### Data for processing ###

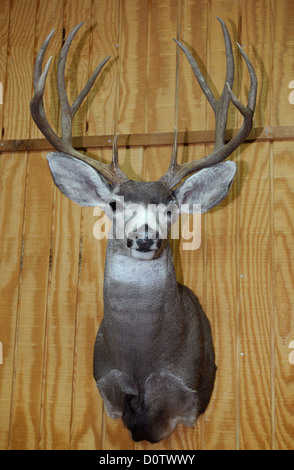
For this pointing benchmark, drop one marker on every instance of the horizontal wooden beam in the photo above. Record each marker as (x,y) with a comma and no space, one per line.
(148,140)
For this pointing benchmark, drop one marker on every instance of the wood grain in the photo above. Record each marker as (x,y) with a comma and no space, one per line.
(52,267)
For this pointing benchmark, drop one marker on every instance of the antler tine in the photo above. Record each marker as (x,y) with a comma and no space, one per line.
(111,172)
(220,107)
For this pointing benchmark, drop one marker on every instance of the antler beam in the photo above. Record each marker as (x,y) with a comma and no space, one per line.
(112,171)
(222,150)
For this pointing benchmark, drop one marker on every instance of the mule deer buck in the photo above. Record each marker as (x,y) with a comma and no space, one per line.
(154,361)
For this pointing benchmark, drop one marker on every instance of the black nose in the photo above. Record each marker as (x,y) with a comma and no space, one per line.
(144,244)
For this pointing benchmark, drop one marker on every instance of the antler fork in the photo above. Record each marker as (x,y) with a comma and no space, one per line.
(222,150)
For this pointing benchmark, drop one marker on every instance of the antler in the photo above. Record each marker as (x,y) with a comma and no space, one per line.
(112,171)
(222,150)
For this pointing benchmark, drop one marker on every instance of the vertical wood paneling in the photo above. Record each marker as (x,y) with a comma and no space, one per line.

###

What you are asked to do:
Give again only the lines of the material above that run from the one with "of the wood" through the end, both included, exactly as they appear.

Answer below:
For this pointing benchmark, drop one marker on every instance of the wood grain in the photo above. Record each marker as (x,y) with a comma and no space, one per line.
(52,267)
For this pointing benchmark, drop one marker on every instance of the antler tine in the photo above. Record each marker as (x,y) with a comma and no space, one per line.
(111,172)
(220,107)
For this pointing benchmark, drop one marker on every instance of the antler beam in the photo above. Record each marker as (x,y) with a comma and no space, one per line.
(112,171)
(222,150)
For this pointing benchmark, drop one marker on every instance of the mule deer buck in the photo above. Record each marker as (x,y) with a comma and no space, one per line.
(154,361)
For this pointing benchmark, drop one marker on every instance of the black nose in the photo above. Record each marker as (x,y) with a comma and no space, one per line.
(144,244)
For this pointing benchmark, drop one marker on every instance of the antler fork in the photo above. Record each marker as (x,y) with a comma and no space, one per line.
(222,150)
For this pointing benchmark, drop one marker on every instance of the antler in the photo above. Record each marker as (x,y) with a comma and no space, one per line.
(112,171)
(222,150)
For this pointing benchmark, drop one marker on every instance of the vertical wood paneling in the photo above. Record each marker as (x,y) with a comma and no space, one per line.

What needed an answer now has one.